**The request:**
Edit the items below, from the first line through the line containing "(192, 307), (640, 479)", so that "neighboring house" becomes "adjacent house". Return only those lines, with everything else unchanged.

::: Supplied material :::

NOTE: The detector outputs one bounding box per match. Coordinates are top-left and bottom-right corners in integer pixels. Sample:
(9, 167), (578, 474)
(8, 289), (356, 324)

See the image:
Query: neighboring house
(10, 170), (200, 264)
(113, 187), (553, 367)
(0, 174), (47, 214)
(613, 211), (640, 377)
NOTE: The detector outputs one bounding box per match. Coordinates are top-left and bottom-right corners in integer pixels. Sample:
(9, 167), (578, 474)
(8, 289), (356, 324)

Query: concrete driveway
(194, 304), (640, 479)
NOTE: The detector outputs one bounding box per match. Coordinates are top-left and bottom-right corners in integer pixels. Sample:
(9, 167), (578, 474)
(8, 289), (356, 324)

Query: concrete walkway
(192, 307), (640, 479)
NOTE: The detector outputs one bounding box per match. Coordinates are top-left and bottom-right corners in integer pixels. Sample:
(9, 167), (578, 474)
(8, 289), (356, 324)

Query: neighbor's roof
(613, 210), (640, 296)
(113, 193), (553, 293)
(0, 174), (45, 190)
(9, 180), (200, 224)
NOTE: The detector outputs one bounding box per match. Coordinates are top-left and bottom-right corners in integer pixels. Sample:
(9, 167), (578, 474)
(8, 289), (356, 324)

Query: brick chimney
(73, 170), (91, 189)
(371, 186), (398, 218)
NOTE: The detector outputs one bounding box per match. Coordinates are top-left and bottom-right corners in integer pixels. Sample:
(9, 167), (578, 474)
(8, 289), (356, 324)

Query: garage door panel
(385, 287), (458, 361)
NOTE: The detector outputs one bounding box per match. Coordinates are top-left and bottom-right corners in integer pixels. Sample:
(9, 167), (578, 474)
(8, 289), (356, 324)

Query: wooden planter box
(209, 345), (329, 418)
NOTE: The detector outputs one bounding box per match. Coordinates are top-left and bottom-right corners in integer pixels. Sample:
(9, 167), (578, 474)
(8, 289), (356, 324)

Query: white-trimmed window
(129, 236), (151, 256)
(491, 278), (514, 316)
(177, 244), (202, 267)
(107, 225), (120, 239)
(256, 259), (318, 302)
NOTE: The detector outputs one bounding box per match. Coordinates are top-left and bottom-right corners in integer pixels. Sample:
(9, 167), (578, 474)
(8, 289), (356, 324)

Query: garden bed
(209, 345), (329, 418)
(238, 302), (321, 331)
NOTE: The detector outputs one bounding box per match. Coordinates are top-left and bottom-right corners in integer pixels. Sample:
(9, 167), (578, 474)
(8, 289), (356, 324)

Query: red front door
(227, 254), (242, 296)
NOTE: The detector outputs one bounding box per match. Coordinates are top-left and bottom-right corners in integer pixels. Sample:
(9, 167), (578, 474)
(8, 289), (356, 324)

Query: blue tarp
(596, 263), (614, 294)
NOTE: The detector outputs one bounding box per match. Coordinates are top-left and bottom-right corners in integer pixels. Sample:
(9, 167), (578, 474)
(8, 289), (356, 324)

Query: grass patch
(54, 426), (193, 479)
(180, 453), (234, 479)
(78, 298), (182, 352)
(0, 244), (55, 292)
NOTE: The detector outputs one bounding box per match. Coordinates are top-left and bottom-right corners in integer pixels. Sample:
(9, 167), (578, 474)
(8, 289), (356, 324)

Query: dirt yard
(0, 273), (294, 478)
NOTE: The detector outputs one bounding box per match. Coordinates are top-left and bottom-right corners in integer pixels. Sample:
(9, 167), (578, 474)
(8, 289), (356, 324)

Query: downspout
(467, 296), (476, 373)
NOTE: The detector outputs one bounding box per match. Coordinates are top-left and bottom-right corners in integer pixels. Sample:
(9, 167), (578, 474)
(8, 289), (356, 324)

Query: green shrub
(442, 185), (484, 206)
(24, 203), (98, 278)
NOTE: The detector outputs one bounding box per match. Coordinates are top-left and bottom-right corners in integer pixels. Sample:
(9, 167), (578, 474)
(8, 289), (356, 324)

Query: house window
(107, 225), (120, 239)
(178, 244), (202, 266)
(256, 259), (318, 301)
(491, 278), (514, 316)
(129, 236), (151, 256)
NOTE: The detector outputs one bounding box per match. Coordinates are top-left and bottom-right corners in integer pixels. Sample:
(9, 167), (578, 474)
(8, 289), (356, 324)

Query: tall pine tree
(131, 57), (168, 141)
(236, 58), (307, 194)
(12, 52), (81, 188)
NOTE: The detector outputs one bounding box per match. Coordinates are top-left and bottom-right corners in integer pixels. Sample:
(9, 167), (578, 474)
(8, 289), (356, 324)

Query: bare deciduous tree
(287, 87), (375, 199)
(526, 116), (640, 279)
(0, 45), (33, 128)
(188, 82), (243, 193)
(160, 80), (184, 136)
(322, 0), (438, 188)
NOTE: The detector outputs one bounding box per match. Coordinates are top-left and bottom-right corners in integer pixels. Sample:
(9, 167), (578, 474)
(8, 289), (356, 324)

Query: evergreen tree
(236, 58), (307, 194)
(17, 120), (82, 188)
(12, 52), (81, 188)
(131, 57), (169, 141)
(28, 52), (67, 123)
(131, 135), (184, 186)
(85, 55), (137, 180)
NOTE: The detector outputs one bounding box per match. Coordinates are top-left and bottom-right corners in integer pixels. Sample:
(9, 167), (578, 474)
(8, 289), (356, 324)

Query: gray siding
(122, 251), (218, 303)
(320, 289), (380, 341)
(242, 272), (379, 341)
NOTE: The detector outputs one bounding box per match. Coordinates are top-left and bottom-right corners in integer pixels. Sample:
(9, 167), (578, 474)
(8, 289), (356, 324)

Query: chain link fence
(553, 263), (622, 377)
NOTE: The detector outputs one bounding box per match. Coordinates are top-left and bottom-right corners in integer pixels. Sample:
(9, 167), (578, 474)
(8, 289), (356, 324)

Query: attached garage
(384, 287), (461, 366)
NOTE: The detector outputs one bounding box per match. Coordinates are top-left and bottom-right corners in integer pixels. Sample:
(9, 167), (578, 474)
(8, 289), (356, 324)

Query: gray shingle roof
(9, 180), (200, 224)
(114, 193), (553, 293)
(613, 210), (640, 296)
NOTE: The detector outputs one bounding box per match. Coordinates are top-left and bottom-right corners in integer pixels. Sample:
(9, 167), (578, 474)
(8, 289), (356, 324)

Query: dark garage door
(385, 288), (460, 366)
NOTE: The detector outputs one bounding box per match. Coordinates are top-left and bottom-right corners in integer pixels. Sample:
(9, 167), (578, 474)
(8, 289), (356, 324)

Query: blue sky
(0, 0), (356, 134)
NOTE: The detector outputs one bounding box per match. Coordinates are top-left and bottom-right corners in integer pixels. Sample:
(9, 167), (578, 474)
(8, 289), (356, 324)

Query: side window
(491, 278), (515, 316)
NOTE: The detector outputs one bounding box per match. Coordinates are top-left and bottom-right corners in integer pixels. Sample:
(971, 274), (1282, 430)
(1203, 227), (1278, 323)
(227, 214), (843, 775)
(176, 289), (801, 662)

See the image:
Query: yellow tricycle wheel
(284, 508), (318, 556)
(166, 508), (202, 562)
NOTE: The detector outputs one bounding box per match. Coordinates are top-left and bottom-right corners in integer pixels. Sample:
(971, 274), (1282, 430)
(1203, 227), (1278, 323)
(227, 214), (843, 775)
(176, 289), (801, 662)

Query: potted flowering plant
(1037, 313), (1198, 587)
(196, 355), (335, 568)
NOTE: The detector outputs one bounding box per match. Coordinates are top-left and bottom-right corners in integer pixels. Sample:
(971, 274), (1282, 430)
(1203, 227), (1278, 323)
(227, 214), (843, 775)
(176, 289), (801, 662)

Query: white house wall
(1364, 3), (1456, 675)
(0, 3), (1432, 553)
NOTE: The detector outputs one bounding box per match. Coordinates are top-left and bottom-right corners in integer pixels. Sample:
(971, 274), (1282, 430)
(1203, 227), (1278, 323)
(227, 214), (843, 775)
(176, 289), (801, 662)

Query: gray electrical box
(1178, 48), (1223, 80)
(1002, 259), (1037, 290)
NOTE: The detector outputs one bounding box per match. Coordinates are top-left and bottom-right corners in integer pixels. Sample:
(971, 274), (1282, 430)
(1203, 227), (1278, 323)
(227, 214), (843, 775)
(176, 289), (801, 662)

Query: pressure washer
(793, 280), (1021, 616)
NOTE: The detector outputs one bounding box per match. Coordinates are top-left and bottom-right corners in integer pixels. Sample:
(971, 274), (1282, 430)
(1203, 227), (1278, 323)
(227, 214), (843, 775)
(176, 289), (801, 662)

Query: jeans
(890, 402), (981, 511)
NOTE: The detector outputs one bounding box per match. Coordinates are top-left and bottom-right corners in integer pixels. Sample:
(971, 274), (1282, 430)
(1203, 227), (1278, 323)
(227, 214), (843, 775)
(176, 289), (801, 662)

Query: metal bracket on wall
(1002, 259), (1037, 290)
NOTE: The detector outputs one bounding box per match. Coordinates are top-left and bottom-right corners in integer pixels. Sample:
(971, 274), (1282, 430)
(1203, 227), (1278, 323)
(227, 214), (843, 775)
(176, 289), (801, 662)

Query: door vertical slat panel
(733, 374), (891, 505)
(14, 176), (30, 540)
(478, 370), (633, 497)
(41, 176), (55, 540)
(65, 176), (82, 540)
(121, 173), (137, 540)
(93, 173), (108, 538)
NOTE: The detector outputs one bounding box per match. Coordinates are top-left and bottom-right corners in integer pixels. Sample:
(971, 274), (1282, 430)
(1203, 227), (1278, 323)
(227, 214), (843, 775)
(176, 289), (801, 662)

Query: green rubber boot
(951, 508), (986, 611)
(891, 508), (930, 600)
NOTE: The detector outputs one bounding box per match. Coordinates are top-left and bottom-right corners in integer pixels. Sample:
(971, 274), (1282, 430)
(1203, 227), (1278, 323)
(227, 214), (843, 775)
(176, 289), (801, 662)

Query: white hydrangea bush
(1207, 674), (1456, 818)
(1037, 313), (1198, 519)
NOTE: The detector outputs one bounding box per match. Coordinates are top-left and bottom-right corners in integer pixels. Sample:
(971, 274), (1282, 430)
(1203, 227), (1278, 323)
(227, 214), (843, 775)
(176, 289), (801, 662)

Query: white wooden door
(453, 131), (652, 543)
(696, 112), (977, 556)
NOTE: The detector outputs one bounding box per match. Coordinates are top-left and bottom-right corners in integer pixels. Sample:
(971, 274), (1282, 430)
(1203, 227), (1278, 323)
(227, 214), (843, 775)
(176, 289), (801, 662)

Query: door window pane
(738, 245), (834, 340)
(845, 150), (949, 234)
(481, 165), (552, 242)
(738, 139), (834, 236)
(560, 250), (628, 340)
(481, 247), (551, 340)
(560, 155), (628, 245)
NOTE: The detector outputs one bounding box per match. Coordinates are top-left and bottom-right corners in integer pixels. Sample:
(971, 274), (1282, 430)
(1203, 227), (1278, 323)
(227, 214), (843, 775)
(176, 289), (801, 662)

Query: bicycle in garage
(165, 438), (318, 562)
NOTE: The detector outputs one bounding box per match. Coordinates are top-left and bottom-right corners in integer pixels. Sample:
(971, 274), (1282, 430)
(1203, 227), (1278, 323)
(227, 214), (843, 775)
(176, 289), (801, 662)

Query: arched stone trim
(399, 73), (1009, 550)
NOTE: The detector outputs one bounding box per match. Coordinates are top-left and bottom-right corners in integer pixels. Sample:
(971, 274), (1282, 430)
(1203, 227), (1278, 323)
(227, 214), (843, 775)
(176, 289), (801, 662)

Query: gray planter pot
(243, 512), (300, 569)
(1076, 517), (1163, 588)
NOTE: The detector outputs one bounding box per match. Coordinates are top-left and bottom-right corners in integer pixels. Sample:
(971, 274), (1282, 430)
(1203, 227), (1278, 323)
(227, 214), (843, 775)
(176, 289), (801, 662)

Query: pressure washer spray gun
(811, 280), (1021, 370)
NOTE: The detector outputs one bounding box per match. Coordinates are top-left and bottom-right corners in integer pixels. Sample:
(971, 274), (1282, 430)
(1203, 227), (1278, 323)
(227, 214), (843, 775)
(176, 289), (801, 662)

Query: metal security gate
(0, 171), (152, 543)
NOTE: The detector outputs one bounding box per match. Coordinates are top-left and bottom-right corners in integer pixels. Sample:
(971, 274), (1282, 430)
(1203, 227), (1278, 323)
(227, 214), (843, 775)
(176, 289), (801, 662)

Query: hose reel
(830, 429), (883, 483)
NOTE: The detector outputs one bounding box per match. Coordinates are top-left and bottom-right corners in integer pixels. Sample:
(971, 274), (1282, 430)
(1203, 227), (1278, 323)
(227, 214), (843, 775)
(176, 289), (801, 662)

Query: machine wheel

:::

**Written reply:**
NOTE: The detector outputs one bounding box per match. Coordinates are top-left and bottom-right corners in integer pixels. Sample:
(9, 167), (578, 474)
(8, 289), (356, 324)

See the image:
Query: adjacent house
(10, 170), (200, 264)
(113, 187), (553, 367)
(0, 174), (47, 214)
(613, 211), (640, 377)
NOTE: The detector outputs one bounding box per match. Coordinates are top-left and bottom-right corners in integer pixels. Sample:
(9, 167), (578, 474)
(8, 289), (356, 324)

Query: concrete driveway
(194, 304), (640, 479)
NOTE: The detector outputs one bounding box per match. Coordinates are top-left and bottom-right corners in integer pixels. Sample:
(9, 167), (578, 474)
(8, 289), (356, 324)

Query: concrete walkway
(192, 307), (640, 479)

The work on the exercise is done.